_Directions for this task_:
A verbatim copy of the line containing "of the church" and all lines after it, up to and including the final line of the records, is the only acceptable output.

_Material for the task_:
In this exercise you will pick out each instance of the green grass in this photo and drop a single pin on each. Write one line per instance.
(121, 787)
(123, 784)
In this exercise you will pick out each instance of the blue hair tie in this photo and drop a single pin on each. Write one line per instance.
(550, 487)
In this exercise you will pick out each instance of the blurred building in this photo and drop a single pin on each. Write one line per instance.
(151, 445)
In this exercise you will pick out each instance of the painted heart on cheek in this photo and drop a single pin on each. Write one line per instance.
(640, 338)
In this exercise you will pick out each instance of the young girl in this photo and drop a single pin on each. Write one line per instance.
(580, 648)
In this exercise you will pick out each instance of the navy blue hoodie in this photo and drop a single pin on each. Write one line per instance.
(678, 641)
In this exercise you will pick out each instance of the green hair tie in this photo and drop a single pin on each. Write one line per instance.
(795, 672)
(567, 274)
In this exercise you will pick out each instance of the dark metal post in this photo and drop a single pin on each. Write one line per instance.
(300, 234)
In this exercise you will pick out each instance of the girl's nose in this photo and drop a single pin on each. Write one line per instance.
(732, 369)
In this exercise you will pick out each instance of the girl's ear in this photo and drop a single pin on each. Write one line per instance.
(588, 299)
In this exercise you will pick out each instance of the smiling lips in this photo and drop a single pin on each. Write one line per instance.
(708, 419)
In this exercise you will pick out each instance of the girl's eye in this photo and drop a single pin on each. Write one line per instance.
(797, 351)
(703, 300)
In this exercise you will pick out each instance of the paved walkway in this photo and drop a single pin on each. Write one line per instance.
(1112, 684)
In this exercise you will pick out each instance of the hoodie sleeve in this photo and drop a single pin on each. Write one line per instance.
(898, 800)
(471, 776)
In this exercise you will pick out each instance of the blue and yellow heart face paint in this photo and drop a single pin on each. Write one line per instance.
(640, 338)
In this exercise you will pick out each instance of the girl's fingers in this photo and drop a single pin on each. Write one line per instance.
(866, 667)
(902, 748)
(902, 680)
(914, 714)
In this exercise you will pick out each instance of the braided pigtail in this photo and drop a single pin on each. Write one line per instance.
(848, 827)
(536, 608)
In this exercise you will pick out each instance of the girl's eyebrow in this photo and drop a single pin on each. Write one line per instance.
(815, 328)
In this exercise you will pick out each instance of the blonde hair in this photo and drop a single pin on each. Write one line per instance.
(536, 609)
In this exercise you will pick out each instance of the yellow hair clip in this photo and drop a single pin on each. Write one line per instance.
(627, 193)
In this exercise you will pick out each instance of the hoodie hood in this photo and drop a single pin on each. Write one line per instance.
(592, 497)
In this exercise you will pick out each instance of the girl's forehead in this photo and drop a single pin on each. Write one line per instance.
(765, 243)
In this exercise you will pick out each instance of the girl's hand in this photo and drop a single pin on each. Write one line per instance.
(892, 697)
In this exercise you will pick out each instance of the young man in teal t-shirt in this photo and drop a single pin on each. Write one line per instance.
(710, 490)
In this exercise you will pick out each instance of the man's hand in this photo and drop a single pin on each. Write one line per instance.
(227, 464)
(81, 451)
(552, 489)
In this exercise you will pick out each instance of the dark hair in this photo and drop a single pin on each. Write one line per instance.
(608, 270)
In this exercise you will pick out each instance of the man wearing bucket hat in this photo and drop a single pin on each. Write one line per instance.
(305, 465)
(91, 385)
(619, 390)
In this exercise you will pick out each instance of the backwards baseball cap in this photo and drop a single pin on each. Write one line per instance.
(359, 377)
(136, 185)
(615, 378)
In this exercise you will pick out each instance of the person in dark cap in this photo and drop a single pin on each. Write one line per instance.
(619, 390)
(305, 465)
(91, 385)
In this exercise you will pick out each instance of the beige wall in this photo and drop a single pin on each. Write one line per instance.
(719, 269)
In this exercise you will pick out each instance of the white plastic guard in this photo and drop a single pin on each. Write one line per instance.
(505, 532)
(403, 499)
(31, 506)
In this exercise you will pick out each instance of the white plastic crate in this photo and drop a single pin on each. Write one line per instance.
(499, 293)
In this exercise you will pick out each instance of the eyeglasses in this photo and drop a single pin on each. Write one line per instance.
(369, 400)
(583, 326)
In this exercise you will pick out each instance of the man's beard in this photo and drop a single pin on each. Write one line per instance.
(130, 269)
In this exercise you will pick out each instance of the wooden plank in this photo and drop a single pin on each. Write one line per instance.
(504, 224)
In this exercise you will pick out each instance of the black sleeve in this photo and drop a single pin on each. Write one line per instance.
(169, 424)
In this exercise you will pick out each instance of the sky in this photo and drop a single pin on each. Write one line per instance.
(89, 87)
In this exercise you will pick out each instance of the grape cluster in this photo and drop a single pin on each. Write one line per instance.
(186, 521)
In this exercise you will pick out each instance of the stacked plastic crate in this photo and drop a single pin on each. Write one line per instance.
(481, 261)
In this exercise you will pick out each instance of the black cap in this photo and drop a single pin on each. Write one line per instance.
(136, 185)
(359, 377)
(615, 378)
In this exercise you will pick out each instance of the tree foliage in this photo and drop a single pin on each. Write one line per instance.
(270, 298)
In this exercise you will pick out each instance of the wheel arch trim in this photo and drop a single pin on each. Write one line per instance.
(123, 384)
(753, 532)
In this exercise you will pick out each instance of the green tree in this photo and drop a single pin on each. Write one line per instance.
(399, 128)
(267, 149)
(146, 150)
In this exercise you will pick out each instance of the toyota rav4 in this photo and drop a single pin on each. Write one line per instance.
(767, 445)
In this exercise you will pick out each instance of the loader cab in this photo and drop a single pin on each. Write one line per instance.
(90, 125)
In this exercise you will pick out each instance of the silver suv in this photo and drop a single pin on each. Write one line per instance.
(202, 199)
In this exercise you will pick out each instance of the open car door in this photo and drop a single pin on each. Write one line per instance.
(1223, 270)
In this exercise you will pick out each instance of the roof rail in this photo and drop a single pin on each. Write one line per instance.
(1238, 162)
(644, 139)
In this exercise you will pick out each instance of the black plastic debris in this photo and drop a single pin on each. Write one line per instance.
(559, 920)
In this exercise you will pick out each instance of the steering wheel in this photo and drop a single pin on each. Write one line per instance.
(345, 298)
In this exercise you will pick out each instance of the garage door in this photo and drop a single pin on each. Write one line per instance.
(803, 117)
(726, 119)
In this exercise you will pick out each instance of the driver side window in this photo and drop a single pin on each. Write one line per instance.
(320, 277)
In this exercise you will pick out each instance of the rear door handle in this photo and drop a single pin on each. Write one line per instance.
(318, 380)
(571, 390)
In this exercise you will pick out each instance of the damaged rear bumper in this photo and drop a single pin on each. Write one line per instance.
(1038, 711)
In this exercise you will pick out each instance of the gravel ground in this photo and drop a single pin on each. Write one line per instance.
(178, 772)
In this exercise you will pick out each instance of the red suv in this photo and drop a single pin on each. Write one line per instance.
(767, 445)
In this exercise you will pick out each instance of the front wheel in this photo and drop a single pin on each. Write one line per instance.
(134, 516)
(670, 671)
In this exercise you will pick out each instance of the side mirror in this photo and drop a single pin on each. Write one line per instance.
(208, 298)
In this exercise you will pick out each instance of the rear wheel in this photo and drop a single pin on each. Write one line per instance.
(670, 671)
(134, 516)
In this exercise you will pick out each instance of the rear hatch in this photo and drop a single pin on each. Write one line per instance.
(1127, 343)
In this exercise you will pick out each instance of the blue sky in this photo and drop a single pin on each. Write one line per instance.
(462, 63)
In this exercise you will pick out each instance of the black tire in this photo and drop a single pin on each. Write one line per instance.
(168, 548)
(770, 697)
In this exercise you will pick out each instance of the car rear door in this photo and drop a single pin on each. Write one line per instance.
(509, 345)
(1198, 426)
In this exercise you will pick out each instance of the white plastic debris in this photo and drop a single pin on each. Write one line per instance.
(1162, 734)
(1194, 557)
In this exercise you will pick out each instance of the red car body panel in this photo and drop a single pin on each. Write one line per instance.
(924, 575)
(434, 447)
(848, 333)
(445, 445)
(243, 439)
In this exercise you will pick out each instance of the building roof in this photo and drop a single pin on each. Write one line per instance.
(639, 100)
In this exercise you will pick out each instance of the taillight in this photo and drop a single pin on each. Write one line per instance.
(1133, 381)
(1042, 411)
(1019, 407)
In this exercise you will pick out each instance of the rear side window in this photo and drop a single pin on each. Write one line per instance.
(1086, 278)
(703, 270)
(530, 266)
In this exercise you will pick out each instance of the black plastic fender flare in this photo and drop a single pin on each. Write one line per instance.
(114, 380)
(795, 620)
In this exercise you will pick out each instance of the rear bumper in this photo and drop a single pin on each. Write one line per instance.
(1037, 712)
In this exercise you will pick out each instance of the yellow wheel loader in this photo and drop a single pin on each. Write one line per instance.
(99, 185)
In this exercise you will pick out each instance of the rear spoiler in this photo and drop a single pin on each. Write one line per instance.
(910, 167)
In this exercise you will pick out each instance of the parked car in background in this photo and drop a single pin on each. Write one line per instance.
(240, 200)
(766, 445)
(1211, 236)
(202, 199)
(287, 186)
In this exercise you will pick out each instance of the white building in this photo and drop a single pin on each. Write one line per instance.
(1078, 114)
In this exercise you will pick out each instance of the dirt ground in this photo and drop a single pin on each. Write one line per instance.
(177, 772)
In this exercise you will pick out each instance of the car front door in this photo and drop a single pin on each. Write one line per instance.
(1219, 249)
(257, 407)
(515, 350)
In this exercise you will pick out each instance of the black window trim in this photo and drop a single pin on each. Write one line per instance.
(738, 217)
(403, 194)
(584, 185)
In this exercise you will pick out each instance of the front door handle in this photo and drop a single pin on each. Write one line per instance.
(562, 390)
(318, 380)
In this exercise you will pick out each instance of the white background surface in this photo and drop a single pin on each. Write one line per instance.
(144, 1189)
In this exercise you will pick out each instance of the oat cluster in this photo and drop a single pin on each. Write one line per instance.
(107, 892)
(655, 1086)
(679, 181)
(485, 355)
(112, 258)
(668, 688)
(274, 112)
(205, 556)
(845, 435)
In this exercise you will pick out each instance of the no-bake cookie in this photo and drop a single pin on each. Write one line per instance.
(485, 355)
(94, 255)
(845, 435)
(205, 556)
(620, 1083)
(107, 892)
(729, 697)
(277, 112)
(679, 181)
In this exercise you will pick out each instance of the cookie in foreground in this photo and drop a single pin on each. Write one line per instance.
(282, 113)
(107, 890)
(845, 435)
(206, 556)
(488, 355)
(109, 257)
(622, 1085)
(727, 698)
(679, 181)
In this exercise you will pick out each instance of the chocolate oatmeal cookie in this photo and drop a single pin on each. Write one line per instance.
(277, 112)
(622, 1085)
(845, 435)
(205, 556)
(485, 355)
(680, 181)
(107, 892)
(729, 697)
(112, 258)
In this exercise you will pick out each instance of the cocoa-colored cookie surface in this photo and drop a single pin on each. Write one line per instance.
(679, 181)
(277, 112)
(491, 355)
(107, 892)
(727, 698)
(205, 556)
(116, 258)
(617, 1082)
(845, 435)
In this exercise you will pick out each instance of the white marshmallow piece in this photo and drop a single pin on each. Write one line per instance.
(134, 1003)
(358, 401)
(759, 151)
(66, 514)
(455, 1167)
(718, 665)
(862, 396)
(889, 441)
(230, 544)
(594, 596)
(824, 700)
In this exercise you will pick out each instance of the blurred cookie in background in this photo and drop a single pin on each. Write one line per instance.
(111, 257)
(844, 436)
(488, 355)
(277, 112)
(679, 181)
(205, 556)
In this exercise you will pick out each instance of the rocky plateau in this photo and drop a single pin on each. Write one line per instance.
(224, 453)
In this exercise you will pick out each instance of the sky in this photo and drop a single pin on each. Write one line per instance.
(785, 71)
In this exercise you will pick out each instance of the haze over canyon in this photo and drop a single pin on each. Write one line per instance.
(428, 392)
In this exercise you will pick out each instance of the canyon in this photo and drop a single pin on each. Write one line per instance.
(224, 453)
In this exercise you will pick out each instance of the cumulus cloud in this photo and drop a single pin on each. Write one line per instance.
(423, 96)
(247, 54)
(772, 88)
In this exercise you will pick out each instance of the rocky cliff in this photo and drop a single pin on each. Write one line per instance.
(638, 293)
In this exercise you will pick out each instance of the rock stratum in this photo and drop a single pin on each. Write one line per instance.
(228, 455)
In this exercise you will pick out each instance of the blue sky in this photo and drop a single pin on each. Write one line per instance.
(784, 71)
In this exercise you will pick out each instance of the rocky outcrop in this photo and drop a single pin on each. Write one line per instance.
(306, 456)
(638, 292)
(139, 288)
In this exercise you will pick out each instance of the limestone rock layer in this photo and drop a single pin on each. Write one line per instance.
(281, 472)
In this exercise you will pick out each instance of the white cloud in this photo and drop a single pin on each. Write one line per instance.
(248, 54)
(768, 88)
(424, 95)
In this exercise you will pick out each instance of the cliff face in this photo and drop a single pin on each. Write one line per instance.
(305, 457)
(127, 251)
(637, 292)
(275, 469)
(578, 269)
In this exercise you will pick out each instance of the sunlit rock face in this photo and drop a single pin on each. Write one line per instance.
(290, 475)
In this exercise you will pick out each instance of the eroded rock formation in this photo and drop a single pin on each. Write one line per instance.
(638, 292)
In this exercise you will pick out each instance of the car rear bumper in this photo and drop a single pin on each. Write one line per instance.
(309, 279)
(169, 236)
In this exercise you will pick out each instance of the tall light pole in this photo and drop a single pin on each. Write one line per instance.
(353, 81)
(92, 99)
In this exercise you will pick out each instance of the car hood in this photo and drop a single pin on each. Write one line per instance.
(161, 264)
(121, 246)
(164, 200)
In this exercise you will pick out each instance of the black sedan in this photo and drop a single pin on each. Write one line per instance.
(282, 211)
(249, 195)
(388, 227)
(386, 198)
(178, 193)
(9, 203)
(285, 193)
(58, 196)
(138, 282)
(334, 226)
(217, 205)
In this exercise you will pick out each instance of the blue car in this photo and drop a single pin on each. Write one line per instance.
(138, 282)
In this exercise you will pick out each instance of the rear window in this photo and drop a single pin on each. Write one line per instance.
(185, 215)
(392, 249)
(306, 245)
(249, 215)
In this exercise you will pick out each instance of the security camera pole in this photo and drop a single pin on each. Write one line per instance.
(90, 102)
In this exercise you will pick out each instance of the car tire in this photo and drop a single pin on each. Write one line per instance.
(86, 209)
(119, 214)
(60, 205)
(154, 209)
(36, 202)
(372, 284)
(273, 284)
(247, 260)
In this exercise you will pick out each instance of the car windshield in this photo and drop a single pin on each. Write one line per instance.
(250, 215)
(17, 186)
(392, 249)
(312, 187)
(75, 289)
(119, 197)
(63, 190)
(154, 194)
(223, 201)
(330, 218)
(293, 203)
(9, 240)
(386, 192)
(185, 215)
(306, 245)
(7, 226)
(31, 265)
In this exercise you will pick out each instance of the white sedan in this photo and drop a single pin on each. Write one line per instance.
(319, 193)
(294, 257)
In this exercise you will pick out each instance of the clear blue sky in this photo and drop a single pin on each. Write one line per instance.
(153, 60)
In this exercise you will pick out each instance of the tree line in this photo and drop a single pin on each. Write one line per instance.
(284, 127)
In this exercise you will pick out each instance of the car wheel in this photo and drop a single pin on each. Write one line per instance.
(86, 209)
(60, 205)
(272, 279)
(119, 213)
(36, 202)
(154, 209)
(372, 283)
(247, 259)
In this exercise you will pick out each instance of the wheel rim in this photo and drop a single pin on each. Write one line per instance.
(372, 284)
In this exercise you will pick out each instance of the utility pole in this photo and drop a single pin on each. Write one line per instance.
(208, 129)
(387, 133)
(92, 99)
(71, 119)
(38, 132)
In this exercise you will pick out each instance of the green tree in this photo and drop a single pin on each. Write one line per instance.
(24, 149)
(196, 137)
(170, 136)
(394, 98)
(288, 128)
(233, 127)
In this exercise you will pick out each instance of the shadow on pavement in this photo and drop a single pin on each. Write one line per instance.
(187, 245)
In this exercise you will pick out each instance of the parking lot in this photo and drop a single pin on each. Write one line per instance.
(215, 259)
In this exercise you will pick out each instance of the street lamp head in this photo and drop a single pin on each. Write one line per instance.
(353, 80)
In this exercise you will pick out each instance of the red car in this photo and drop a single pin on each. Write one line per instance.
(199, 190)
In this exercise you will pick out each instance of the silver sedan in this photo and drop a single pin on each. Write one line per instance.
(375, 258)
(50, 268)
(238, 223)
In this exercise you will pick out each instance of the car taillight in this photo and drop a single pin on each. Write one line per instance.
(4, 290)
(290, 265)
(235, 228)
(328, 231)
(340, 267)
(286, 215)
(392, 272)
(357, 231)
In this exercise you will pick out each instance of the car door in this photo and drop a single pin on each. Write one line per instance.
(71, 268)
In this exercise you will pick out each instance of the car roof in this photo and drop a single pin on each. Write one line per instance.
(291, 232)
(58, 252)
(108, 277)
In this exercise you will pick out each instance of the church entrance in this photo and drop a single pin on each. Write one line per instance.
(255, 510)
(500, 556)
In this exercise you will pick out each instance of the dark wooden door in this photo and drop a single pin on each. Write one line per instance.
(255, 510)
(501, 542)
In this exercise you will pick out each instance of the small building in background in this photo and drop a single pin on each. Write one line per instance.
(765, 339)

_Answer to this problem_:
In this exercise you will pick out each instance of the church entrance in this photo and drop a single pin on each. Write one line per instance.
(255, 510)
(500, 556)
In this exercise you will pick out each instance of the dark wooden door in this photo and drop a single pin on each. Write one line per instance.
(255, 510)
(501, 542)
In this exercise you will pick out each instance of the small building in background in this photo and drop a single pin on each. Write one line per instance.
(765, 339)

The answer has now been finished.